Written instruction:
List every line in the rows below that contains the string "spool" and copy each one in full. Letter case must match.

'''

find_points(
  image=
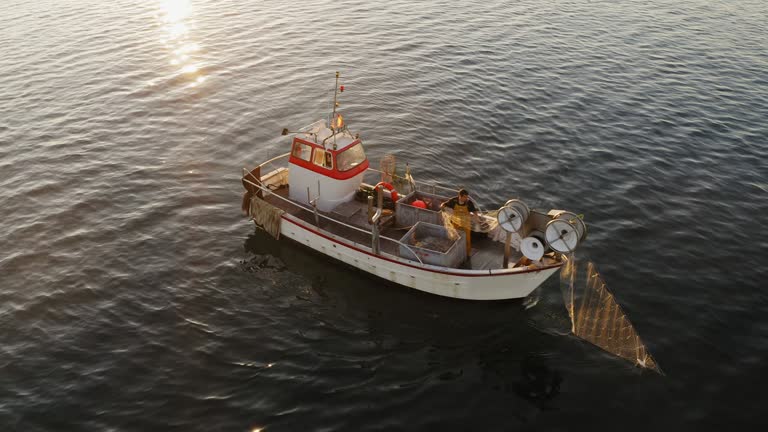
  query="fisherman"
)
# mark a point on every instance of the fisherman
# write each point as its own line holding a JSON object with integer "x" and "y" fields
{"x": 463, "y": 210}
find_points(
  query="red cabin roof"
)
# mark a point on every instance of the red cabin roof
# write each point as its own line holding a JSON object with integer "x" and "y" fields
{"x": 340, "y": 164}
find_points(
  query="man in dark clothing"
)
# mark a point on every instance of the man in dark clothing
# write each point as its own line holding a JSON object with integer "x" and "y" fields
{"x": 463, "y": 210}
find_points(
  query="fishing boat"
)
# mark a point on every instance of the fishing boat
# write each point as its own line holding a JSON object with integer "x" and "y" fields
{"x": 325, "y": 195}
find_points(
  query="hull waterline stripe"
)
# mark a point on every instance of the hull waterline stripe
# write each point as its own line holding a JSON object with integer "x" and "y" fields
{"x": 417, "y": 267}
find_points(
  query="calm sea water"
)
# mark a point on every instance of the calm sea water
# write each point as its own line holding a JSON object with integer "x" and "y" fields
{"x": 134, "y": 296}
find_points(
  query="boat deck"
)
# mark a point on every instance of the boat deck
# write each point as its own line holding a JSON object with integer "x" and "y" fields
{"x": 486, "y": 253}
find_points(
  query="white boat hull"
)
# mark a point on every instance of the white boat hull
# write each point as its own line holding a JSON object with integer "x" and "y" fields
{"x": 497, "y": 284}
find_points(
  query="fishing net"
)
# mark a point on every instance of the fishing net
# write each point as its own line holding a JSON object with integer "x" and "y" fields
{"x": 596, "y": 316}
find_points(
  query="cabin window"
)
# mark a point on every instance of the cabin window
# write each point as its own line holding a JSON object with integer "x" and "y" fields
{"x": 350, "y": 157}
{"x": 322, "y": 158}
{"x": 302, "y": 151}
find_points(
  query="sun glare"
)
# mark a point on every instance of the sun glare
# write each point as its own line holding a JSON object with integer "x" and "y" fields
{"x": 176, "y": 18}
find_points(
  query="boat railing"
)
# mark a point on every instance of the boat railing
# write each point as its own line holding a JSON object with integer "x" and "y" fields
{"x": 335, "y": 221}
{"x": 431, "y": 187}
{"x": 274, "y": 159}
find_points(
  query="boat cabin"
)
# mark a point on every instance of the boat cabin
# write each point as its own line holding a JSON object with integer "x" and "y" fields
{"x": 326, "y": 166}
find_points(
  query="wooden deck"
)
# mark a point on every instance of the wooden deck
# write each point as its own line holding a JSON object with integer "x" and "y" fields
{"x": 486, "y": 254}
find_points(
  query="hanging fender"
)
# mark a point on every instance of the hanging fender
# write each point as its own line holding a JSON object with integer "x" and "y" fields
{"x": 390, "y": 188}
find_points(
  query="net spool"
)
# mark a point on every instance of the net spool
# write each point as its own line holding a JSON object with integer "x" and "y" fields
{"x": 513, "y": 215}
{"x": 562, "y": 235}
{"x": 576, "y": 221}
{"x": 532, "y": 248}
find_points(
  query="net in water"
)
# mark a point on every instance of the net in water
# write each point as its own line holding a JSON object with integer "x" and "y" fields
{"x": 596, "y": 316}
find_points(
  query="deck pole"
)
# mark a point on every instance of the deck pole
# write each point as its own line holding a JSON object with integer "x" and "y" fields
{"x": 507, "y": 243}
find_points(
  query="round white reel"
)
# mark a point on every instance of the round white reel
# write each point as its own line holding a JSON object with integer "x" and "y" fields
{"x": 562, "y": 236}
{"x": 513, "y": 215}
{"x": 576, "y": 221}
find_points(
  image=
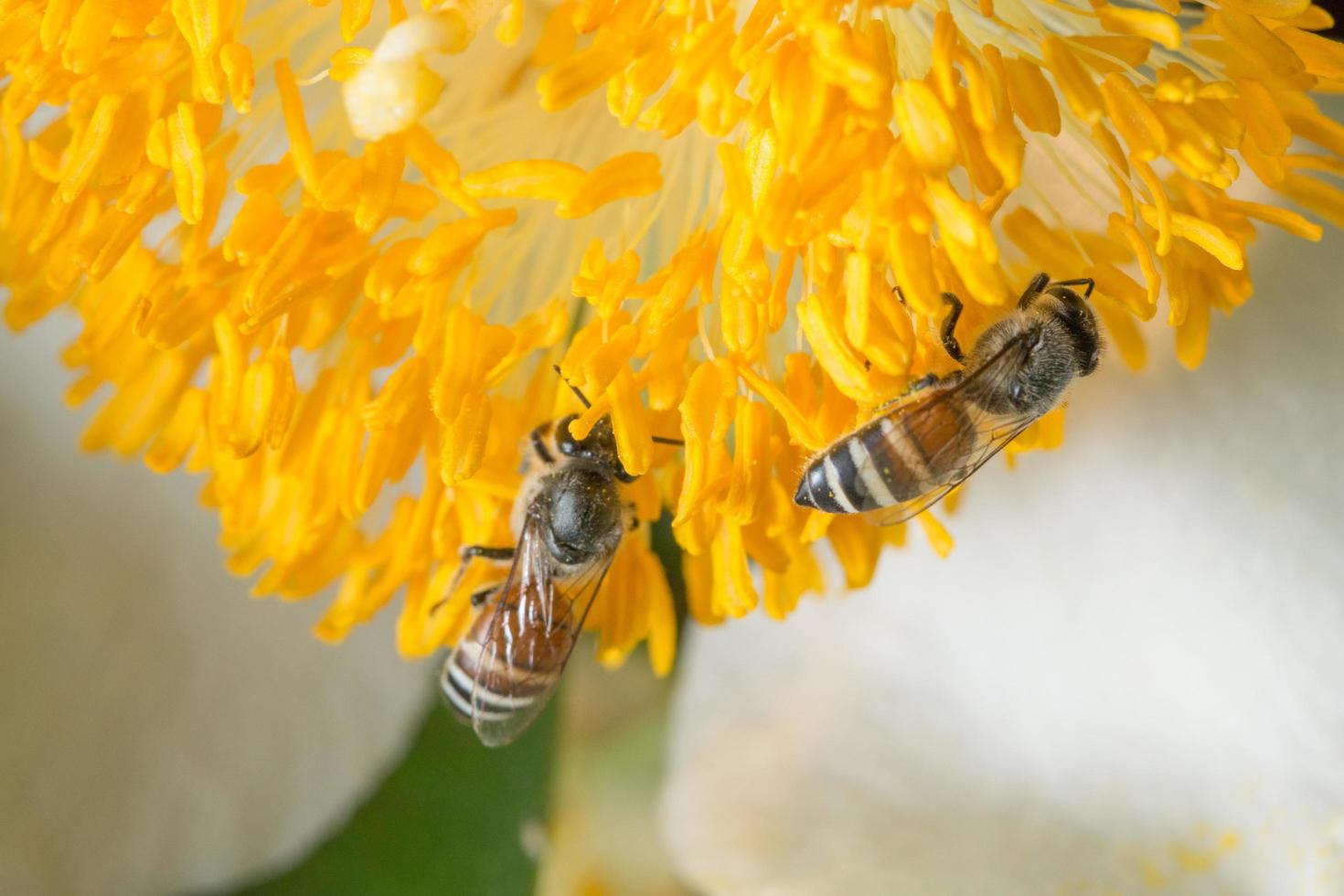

'''

Task solution:
  query="net spool"
# mark a point on every instance of the net spool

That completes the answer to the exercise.